# TASKS TO CARRY OUT
a. According to the piece on Table Mountain's wildlife, which rodent is the largest one found on the mountain?
b. Continue the piece on Table Mountain's wildlife from where it stops.

# SELECTED TEXT
_ _ _
The wildlife on Table Mountain

At first sight Table Mountain may appear a pretty barren lump of rock that would be unable to support too much wildlife. However there is a multitude of wildlife on Table Mountain, some very rarely seen but some have become quite used to human presence and are often seen by hikers on the mountain. One of the most adaptable orders seems to be the rodents. And when I say rodent please don’t just think of disease carrying rats. Rodents are identified as animals that have continually growing incisor teeth that need to be worn down through continuous gnawing. It is a hugely varied order with 40% of mammal species in the world being rodents!

Here are just some of the rodent species that I see on Table Mountain quite regularly.

The striped mouse is a lovely little rodent. Easily distinguished by its dark dorsal stripe. Although it naturally feeds mainly on seeds, it has become accustomed to foraging in areas where people regularly eat. It is believed that at least 20 Protea species are pollinated by various mouse species. A fact that was only discovered in the late 1970’s.

Wildlife of Table Mountain

A cute little striped mouse has learned that people leave tasty crumbs

Whilst spotting the nocturnal porcupine is very rare you will often find evidence of their activites. Either in discarded spines or in the holes left where they have been digging for bulbs and tubers their favourite food. Occasionally you may be lucky to spot one in the early morning. The Porcupine is the largest rodent found on Table Mountain

wildlife on Table Mountain

A porcupine quill is evedence of activity on the mountain at night

Another common sight on Table Mountain is the Cape Grey mongoose. These small solitary mammals are active during the day and often seen scurrying across the road, or digging in a bin. Very shy and quick to run away they are nevertheless cheeky and are found in some of the most crowded areas of Table Mountain.
_ _ _
# SUPPLIED ENTRIES
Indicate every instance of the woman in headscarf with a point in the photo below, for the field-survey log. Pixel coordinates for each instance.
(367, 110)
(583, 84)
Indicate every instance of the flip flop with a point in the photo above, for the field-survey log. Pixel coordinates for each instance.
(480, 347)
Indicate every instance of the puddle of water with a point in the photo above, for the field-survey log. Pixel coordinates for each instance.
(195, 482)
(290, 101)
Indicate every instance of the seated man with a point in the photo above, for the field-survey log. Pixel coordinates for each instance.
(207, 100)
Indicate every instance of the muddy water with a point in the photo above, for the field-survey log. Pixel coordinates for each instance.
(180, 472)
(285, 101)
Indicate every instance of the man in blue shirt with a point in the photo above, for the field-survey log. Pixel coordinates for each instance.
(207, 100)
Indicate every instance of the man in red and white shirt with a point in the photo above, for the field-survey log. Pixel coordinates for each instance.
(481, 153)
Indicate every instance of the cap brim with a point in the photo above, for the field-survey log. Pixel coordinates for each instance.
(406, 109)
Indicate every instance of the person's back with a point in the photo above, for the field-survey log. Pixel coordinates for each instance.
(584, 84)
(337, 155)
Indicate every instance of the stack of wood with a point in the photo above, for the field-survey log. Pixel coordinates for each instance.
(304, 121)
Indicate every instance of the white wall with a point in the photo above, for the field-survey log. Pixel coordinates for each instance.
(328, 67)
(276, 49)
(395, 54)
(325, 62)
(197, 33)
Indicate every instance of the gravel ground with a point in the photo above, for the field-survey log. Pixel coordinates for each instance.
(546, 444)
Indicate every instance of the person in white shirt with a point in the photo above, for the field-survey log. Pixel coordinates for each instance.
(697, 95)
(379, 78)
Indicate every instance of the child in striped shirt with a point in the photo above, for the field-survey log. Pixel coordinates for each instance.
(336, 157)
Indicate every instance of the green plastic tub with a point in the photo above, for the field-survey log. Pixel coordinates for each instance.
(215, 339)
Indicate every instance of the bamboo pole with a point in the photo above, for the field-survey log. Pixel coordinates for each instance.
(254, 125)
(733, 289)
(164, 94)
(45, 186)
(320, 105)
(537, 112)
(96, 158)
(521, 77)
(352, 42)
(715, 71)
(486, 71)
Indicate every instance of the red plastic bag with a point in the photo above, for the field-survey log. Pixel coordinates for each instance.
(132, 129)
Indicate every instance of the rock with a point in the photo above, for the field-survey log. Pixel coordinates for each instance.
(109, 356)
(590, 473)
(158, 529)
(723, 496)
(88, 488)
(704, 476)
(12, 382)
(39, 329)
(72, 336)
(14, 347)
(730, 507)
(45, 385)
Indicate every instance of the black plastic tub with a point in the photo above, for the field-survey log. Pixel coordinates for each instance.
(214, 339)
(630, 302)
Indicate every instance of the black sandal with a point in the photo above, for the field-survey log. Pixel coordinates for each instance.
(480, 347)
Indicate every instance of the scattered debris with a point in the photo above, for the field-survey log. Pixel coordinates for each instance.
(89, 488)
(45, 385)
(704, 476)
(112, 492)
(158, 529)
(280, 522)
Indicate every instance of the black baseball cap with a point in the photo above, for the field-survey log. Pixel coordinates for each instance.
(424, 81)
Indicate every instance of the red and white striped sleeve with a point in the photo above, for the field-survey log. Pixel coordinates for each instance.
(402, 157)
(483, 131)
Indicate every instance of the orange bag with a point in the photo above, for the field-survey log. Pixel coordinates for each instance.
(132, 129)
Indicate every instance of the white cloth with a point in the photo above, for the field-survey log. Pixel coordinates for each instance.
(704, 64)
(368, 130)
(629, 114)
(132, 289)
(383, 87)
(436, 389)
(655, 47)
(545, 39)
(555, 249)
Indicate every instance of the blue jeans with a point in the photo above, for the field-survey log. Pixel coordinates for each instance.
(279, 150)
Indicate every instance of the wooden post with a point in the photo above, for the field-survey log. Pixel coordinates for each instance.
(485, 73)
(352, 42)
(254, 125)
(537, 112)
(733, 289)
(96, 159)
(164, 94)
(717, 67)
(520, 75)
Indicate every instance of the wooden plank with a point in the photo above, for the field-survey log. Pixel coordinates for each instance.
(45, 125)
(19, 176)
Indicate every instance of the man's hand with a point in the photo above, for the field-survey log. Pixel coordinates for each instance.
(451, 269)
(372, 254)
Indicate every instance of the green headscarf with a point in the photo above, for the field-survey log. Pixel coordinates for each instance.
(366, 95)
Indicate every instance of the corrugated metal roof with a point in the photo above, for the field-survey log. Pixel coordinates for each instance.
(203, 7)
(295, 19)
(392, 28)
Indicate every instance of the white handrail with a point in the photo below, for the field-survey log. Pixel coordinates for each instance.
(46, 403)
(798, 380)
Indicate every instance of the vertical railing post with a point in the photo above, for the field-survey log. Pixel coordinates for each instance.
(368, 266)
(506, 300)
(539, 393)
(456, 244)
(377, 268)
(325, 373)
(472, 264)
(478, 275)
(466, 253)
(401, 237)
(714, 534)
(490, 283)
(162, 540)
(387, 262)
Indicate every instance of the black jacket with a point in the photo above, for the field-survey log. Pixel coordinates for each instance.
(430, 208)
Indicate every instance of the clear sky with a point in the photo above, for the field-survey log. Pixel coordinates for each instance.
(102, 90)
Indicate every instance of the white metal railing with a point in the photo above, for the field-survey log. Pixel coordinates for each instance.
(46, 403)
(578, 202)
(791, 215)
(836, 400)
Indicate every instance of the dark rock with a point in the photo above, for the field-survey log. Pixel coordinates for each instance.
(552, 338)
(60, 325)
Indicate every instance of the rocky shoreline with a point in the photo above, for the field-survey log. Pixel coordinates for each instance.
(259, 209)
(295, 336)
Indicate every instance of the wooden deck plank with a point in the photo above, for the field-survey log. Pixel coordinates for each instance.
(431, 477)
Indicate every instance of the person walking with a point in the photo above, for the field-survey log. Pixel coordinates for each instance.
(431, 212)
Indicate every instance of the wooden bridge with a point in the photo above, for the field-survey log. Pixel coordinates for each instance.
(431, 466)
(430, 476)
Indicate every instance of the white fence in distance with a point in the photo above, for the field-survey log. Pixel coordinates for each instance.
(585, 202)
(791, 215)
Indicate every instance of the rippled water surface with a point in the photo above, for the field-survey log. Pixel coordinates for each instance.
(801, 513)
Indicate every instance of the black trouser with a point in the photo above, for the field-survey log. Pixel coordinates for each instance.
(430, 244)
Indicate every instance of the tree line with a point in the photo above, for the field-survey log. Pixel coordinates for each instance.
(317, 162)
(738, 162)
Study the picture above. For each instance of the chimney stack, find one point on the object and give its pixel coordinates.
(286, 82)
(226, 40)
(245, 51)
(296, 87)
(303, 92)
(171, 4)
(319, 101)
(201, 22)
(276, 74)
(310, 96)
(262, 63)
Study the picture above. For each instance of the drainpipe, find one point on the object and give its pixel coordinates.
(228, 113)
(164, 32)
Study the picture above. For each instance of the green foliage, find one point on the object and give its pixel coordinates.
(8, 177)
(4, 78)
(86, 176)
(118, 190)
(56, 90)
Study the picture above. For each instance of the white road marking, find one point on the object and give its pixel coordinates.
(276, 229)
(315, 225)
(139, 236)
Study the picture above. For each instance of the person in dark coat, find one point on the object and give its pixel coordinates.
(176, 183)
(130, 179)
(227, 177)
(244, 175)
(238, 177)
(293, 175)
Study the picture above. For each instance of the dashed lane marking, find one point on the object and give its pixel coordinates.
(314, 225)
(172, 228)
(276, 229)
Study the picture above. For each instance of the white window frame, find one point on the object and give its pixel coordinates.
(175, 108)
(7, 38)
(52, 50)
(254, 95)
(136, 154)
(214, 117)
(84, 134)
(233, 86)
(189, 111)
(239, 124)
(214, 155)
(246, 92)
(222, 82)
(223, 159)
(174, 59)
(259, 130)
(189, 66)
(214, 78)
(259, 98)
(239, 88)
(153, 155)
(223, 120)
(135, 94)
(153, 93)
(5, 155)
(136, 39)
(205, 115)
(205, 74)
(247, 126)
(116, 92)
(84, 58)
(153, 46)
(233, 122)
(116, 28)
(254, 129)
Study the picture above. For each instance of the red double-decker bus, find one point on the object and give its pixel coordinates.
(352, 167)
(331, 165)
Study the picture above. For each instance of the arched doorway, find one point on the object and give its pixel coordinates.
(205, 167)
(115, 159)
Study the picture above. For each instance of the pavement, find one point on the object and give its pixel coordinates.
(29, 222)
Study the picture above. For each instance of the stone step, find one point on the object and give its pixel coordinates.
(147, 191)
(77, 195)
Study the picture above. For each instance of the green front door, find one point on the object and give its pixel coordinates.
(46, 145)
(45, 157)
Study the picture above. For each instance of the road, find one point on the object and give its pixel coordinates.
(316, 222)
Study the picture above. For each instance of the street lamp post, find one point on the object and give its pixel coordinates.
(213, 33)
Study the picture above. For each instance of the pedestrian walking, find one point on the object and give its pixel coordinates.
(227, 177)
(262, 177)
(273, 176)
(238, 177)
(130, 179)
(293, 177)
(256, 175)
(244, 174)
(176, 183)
_ _ _
# TASK-BY-TASK OUTPUTS
a. The porcupine.

b.
Wildlife on Table Mountain

The Cape Grey Mongoose beating a hasty retreat as we approach

The dassie, or Rock Hyrax, is a favourite sight amongst visitors. Not least because of its genetic classification. In fact the Dassie is not a rodent. It is so unusual that it has its own order (Hyracoidea) and that the elephant is its nearest living relative. This seemingly bizarre fact is definitely not due to any obvious physial similarities but due to a common ancestor.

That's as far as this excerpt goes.